Exercice —
Relevez dans les entrées ci-dessous chaque ligne qui contient la chaîne « yacht » et recopiez-la. La casse compte.

* * *

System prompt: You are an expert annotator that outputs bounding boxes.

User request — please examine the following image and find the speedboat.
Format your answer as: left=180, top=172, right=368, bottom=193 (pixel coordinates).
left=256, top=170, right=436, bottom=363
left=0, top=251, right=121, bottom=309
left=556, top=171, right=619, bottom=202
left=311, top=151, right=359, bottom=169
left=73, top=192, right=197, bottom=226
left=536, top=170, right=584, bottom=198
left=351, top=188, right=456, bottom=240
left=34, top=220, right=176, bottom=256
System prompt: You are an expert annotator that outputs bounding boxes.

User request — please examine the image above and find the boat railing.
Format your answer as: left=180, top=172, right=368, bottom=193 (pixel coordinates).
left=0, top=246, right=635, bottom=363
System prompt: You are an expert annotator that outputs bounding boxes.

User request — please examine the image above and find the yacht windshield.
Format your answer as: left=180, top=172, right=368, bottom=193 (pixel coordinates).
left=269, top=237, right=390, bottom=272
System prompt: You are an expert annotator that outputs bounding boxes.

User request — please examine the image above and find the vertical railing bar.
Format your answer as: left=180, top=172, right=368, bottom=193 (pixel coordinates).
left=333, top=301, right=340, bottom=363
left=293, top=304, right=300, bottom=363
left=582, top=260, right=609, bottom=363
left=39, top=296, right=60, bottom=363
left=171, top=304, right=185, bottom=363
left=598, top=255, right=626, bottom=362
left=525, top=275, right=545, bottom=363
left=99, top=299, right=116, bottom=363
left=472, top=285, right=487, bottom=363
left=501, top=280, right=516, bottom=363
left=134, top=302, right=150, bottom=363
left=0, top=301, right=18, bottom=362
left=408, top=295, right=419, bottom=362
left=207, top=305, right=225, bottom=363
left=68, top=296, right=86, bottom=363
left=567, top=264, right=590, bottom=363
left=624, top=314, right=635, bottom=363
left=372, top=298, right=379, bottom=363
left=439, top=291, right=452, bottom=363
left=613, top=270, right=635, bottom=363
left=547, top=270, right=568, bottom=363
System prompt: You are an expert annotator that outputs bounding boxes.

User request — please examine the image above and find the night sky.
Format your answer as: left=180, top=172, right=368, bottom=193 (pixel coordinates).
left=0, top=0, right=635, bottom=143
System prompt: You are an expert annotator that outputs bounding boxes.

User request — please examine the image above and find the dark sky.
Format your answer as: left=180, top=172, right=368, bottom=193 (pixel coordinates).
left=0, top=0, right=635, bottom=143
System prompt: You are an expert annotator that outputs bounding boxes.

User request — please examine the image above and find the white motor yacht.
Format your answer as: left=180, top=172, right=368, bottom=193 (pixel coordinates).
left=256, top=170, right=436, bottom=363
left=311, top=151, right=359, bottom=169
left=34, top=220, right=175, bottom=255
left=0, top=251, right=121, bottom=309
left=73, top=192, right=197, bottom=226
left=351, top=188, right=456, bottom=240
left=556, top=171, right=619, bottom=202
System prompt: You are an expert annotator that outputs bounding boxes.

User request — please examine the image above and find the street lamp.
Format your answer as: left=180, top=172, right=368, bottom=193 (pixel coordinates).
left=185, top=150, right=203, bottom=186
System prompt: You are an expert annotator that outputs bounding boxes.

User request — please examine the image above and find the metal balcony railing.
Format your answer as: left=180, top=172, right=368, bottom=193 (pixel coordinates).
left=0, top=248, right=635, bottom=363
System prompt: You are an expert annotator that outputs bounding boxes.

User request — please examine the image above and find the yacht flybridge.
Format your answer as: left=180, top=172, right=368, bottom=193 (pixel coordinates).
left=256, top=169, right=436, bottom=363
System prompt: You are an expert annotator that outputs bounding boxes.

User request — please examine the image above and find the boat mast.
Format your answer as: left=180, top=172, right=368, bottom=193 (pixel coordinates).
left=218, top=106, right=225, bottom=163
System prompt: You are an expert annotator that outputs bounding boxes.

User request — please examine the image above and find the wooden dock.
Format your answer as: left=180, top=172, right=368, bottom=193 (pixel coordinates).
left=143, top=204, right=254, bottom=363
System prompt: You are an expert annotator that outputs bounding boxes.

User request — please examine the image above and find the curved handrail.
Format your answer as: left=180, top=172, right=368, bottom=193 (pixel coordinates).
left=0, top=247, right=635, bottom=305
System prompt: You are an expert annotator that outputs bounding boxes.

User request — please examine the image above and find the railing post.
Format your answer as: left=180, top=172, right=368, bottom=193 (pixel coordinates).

* * *

Réponse —
User request — please examine the image above and find the yacht windshield.
User request — please examine the image above and find the white motor yacht.
User request — please examine the image above and find the yacht flybridge.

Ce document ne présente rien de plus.